* begin Given data *

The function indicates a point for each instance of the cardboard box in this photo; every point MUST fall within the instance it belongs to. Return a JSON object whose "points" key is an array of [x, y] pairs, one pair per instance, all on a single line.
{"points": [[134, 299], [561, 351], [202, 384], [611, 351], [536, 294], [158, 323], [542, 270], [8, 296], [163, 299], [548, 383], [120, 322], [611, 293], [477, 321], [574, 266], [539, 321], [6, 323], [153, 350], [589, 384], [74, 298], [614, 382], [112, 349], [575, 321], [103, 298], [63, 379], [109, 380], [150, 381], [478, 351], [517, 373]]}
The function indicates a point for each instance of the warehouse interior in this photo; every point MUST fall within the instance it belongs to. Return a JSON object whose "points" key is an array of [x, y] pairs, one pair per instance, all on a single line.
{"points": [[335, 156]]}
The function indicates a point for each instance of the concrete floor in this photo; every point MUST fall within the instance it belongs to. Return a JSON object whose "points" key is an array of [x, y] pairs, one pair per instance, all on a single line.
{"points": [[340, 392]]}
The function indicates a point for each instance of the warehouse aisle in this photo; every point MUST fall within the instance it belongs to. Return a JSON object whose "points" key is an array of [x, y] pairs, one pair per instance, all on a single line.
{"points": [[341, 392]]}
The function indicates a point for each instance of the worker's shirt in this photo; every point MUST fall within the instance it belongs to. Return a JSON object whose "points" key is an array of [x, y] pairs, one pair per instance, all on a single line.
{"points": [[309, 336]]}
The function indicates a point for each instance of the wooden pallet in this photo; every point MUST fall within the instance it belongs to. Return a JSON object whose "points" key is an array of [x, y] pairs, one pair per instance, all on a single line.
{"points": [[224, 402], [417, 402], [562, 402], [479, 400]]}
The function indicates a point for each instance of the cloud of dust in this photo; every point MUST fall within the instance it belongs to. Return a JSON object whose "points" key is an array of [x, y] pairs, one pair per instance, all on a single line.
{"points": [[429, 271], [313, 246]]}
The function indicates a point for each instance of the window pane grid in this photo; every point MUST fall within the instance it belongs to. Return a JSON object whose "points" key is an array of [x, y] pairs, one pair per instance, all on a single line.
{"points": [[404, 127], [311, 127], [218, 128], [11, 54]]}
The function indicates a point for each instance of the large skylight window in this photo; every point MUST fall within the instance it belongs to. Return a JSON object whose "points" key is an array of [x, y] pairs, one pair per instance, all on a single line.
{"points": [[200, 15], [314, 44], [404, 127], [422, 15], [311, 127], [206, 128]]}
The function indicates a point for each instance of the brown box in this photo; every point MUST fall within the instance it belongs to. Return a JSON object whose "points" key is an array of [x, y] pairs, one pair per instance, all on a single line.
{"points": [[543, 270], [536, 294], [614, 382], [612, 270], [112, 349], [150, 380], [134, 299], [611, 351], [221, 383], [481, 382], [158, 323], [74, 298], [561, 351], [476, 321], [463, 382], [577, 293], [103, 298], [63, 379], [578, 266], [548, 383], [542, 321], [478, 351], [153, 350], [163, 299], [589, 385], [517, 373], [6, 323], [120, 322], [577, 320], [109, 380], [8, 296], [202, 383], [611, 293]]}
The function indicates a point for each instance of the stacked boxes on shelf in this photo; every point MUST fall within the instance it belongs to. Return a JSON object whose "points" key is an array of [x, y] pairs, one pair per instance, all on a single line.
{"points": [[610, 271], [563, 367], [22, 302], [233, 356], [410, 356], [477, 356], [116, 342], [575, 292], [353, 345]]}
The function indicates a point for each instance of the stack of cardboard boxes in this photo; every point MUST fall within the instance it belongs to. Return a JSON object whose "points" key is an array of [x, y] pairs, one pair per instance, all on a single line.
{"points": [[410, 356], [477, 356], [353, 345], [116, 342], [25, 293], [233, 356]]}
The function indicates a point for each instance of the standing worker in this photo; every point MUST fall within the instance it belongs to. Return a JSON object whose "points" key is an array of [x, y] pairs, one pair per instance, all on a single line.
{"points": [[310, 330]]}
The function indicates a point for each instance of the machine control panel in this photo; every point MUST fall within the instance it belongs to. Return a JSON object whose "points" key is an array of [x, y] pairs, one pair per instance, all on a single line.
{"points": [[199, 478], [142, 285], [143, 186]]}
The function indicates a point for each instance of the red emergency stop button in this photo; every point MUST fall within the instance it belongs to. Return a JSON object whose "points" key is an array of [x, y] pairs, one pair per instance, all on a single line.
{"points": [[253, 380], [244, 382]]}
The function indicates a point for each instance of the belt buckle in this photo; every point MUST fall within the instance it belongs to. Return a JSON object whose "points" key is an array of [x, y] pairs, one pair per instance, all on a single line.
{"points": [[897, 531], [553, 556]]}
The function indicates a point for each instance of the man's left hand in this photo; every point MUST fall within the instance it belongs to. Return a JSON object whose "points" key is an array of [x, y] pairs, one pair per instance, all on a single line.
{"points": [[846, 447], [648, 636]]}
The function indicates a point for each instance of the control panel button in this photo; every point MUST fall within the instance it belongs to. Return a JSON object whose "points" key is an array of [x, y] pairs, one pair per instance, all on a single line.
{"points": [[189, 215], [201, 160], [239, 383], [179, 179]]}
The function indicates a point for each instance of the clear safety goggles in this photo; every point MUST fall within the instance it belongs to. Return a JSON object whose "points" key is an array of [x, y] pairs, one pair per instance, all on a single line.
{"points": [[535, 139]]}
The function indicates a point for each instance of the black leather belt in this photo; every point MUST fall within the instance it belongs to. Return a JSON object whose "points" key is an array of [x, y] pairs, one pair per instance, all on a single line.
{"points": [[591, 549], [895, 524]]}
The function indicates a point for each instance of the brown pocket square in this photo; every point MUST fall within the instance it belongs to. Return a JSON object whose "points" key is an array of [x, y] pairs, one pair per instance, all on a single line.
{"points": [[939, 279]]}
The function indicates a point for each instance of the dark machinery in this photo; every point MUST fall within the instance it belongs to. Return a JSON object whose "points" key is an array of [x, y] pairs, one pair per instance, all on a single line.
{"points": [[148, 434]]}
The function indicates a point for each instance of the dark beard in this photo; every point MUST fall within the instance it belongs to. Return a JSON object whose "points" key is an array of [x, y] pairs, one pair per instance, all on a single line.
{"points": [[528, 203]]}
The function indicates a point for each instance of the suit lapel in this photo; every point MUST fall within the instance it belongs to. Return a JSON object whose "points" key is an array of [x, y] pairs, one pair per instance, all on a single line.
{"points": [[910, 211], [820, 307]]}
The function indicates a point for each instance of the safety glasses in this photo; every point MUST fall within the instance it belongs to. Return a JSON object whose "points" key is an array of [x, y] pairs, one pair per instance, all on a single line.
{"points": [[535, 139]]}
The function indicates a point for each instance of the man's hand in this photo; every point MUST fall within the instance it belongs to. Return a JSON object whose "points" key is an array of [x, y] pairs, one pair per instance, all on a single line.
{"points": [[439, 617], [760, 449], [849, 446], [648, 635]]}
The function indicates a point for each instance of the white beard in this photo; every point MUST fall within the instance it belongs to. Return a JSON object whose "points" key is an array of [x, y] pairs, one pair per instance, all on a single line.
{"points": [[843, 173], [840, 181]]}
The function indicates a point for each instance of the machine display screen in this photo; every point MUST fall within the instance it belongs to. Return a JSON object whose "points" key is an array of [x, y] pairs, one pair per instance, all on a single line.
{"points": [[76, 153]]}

* end Given data *

Instruction —
Convert every line from the one containing "the man's hand" through the final line of the entries into a JSON array of strings, one string per line. Omit blank lines.

Task answer —
[
  "The function indicates a point for each instance of the man's hand in this photo; every point MUST fall within the instance it belongs to. Return a JSON object whose \"points\" key is an array of [x, y] pairs, one pair per instance, all on a single line.",
  "{\"points\": [[439, 617], [760, 449], [849, 446], [648, 635]]}",
  "The function indicates a point for each instance of the white beard in this photo; every point MUST fall within the instance it belongs to. Return a JSON object whose \"points\" key is an array of [x, y] pairs, one pair per instance, all on a single line.",
  "{\"points\": [[843, 173], [840, 181]]}",
  "The function indicates a point for each instance of the machine display screen in this photo; every point MUST fall within the instance it belongs to. Return a JSON object whose \"points\" key is an array of [x, y] pairs, one pair per instance, all on a single line.",
  "{\"points\": [[76, 153]]}"
]